== Provided records

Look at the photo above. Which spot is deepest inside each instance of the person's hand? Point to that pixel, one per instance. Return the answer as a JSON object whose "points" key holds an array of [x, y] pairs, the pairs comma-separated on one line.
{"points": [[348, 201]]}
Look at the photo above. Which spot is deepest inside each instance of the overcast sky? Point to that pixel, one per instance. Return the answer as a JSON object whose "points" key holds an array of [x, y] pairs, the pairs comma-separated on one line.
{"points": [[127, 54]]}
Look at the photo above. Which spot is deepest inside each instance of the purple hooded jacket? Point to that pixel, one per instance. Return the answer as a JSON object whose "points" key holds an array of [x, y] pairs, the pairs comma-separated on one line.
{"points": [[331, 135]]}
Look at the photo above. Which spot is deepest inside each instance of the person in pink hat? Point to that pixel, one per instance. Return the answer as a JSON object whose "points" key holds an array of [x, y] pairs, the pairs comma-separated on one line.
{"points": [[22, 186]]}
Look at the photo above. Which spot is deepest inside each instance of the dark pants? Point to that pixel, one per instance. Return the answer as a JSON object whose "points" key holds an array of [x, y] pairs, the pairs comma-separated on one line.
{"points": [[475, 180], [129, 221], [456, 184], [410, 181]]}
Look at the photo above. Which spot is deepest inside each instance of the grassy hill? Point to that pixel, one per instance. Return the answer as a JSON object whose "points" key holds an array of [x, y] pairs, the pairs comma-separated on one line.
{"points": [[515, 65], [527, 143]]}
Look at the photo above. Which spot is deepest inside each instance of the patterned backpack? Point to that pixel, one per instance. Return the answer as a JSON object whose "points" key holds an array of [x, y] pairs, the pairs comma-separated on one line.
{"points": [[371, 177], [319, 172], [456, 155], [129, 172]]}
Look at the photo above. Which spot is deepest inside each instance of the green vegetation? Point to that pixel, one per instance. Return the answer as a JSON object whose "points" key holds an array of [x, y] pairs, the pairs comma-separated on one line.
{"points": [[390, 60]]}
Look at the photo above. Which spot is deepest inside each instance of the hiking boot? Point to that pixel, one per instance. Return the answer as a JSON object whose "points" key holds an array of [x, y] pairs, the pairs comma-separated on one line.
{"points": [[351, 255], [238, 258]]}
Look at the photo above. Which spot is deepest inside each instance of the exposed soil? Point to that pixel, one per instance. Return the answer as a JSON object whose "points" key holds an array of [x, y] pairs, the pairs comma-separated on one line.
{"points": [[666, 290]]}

====

Produce an exact copy of the lines from the one containing "of the hiking" through the last line, and of nothing else.

[Answer to the exercise]:
Look at the photo above. Which spot is deepest inside each instance of the hiking boot? Point to that pixel, one per instance. Return the answer as a JSON object whose "points" key holds an array of [x, y] pairs, the pairs comma-separated on one line.
{"points": [[351, 255], [238, 258]]}
Look at the photo above. Which spot is deepest inside each instance of the exposed soil? Point to that pixel, one per instance. Return the answer as a JSON object whose "points" key holds an array of [x, y] pairs, the pairs comma-separated on one line.
{"points": [[666, 290]]}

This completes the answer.